» **Exercise aim**:
Quote the whole listing exactly. Leave the pictures out of your copy.

» **Dataset content**:

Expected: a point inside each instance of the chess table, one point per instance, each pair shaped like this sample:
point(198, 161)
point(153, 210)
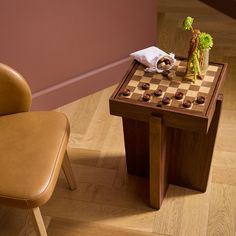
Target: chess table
point(169, 143)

» **Response area**:
Expected: a point inside each instance of the chess table, one point per instance, each pair shaped like this sample:
point(198, 161)
point(153, 210)
Target: chess table
point(169, 143)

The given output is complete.